Pictures are to be omitted, and every entry below is to be restated exactly.

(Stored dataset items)
[Start of Attachment]

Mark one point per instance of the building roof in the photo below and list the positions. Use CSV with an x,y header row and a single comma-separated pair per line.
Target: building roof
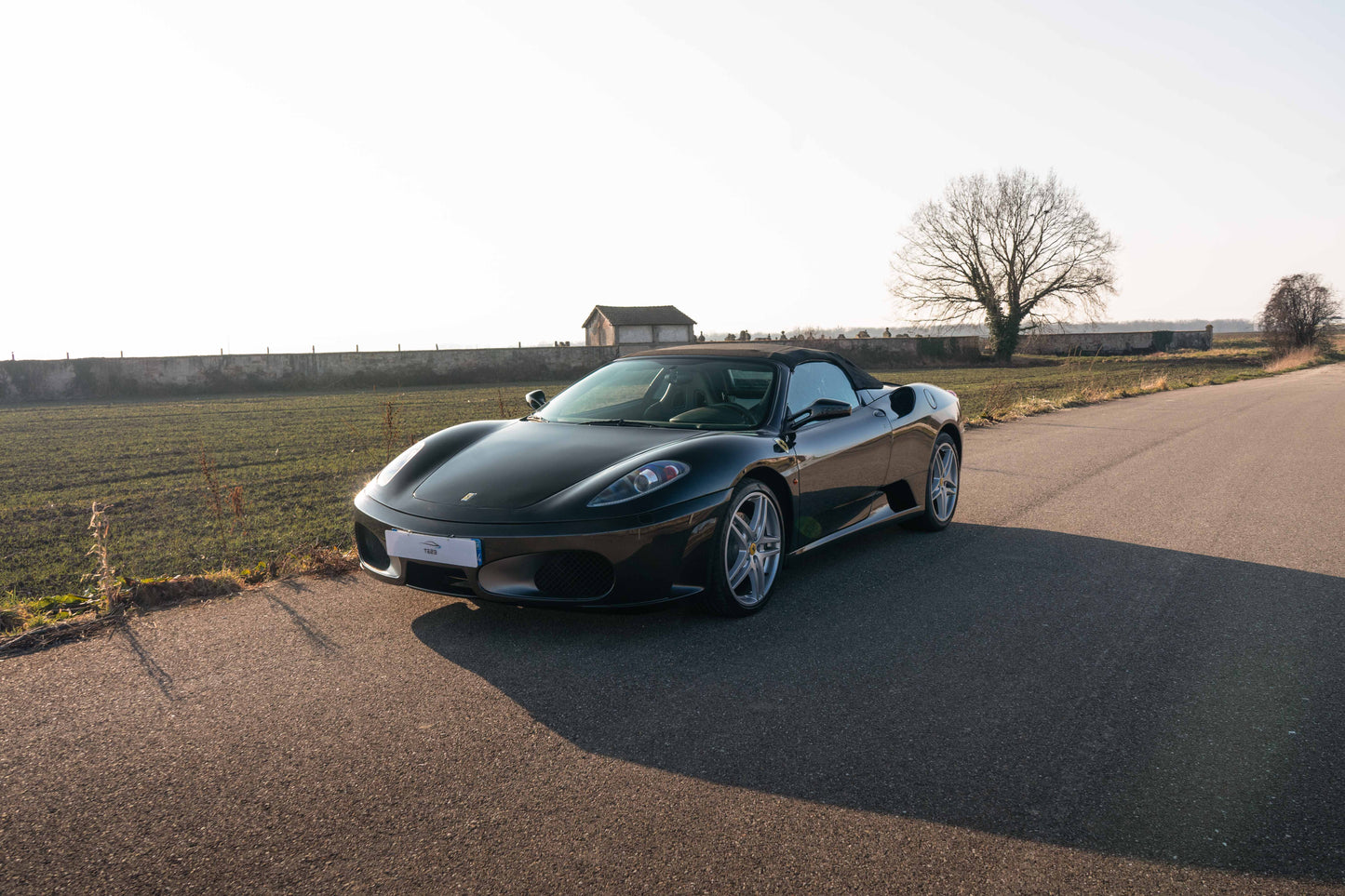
x,y
639,315
789,356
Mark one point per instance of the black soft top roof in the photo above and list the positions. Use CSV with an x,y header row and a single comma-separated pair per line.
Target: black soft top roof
x,y
860,379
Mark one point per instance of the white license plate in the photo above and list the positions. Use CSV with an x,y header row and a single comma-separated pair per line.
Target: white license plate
x,y
436,549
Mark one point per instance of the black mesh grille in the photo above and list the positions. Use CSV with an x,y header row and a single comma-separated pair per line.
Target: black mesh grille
x,y
370,549
441,580
573,573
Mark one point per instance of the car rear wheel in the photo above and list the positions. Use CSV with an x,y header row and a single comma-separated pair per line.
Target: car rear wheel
x,y
749,548
942,486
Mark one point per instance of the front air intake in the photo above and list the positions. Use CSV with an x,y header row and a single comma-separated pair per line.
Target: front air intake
x,y
574,575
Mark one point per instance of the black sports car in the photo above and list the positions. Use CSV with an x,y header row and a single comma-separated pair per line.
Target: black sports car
x,y
661,475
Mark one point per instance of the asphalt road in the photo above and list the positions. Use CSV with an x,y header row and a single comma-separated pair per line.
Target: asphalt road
x,y
1122,669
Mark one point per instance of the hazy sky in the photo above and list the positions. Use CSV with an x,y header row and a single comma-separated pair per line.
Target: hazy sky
x,y
182,177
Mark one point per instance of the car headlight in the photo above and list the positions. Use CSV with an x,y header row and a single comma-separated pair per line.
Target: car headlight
x,y
398,461
640,482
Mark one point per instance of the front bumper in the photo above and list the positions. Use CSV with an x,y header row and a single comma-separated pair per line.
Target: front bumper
x,y
612,563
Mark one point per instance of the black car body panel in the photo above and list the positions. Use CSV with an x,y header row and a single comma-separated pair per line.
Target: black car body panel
x,y
525,488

[End of Attachment]

*Task solution*
Mark one point per instance of the building roof in the photo below and list the positions. Use CSV with an x,y header row and a single comma-separated pair per line.
Target: building roof
x,y
639,315
789,356
Mark one point per instance of the black soft top roof in the photo above and list the positions. Use CSV with an x,y header row and a single comma-separated pair per line.
Target: black soft top roof
x,y
860,379
Mark one point per instance of the white license plate in the photo above and list the positions. Use CSV with an x,y header row and a single comma-separated pair per line.
Target: white license plate
x,y
436,549
Mark one point per instance of the black mesh grille in the photo above and list the positions. Use CSV with an x,y header row and a single comma-separated pair per line.
Target: black mesh grille
x,y
370,549
441,580
573,573
Mark one point per instance of the car rear wheel in the photo above and list the positions. Use CSV with an x,y header row and a single comma-separated pair per line.
Target: car rear wheel
x,y
749,548
942,486
Mark one point per instance of the front air intake in the photo above and list the positions. Use CSV with an x,y header row and a single comma-separated pair per line.
Target: front air intake
x,y
574,575
Mark one point per instance of the black sports car in the photo above and list the positions. Use CSV with an x,y header row and a single comma-separated pair per line.
Target: black sports car
x,y
661,475
Mark one point per instance of the asphalt road in the photo above and list the positions. Use CSV with an x,y header row and a single comma-separated pair per line.
Target: asphalt road
x,y
1122,669
Mark one point per instance of the hazy sky in the photo above and list the positions. Use CSV with an x,y header row and a single comma-separated pair per line.
Target: hazy sky
x,y
182,177
Mark one point per instance of the car headlight in the photo above and list the positions. Use CSV with an x,y header row and a single comma-separated pair per line.
Target: car headlight
x,y
398,461
640,482
Mark one point per instance of the front bumper in the photo above and list the positions. Use CSV with an x,y header row and a single comma-separated pair per line.
Target: front bumper
x,y
612,563
Mark one point per instance of the black car body panel in the photo above and list the positions. Use CSV with an x,y header row and a single comma-separated pair per line.
Target: black car body panel
x,y
525,488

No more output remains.